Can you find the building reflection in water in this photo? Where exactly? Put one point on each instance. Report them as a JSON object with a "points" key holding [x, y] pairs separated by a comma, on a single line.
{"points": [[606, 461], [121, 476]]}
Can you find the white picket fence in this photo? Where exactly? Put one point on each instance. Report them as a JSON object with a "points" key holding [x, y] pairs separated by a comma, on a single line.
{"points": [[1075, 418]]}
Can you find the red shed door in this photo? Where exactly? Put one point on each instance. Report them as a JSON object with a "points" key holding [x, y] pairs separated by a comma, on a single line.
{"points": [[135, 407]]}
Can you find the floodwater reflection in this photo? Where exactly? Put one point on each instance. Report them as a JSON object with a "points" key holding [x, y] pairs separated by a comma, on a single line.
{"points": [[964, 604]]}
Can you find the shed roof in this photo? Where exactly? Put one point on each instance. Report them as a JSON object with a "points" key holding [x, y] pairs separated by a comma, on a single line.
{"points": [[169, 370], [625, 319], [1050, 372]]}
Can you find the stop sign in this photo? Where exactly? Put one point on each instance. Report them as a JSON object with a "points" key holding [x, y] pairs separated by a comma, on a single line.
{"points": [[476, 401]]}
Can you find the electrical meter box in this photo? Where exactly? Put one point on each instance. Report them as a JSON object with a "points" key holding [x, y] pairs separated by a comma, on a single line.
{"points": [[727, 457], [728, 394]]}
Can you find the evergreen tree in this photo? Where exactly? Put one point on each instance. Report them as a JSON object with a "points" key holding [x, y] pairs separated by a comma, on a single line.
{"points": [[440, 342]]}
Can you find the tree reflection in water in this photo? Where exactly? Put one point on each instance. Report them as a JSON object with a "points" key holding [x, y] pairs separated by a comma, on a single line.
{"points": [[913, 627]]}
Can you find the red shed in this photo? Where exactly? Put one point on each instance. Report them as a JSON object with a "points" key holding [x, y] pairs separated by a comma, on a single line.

**Request**.
Give the entries above as a Markdown table with the columns Row and Line, one entry per row numbered in order, skipping blank lines.

**Response for this exercise**.
| Row | Line |
|---|---|
| 1 | Can you find the building reflection in water in this photo? Where exactly? Put one point on each instance. Report them as a JSON object with a "points" key holding [x, y] pairs separated by a comma, on a single line. |
| 2 | {"points": [[606, 461], [121, 476]]} |
| 3 | Can you find the white picket fence in this photo? Where exactly? Put one point on each instance. Report them as a JSON object with a "points" key holding [x, y] pairs separated by a comma, on a single line. |
| 4 | {"points": [[1075, 418]]} |
| 5 | Can you find the red shed door in this photo? Where exactly? Put one point on each instance. Report them as a JSON object with a "points" key holding [x, y] pairs separated by a comma, on a single line. |
| 6 | {"points": [[135, 407]]} |
| 7 | Can you find the floodwater reflection in this photo? Where exactly? Put one point on each instance. Report them as a JSON object with a "points" key holding [x, y] pairs separated by a comma, on a single line. |
| 8 | {"points": [[964, 604]]} |
| 9 | Can you find the shed roof in this photo? Where exactly? Put one point on each instance. Report them as a JSON object with a "points" key holding [x, y] pairs separated by a comma, on a single line. |
| 10 | {"points": [[169, 370], [625, 319], [1050, 372]]} |
| 11 | Can you find the stop sign in this photo? Where exactly? Put one point on each instance. Report them as a JSON object with a "points" key holding [x, y] pairs separated by a comma, on a single line. |
| 12 | {"points": [[476, 401]]} |
| 13 | Can you find the electrical meter box in this photo? Where exactly? Put one point on each instance. Report them as a JSON object with a "points" key holding [x, y] pairs separated by a comma, on a single line. |
| 14 | {"points": [[727, 457], [728, 394]]} |
| 15 | Can you find the evergreen tree in this photo? Where exactly? Put one point on each instance. Report them as a JSON object with a "points" key holding [x, y] pairs separated by a comma, on a single line. |
| 16 | {"points": [[440, 342]]} |
| 17 | Can you find the tree reflection in water in this photo? Where exactly? Put one point on each instance. Report them as a JSON object with a "points" key holding [x, y] pairs separated by a comma, on a single line. |
| 18 | {"points": [[913, 627]]} |
| 19 | Can you find the red shed in this photo? Where exactly? Put one point on each instance. Report them as a JSON object with a "points" key holding [x, y] pairs separated by a comma, on a single line. |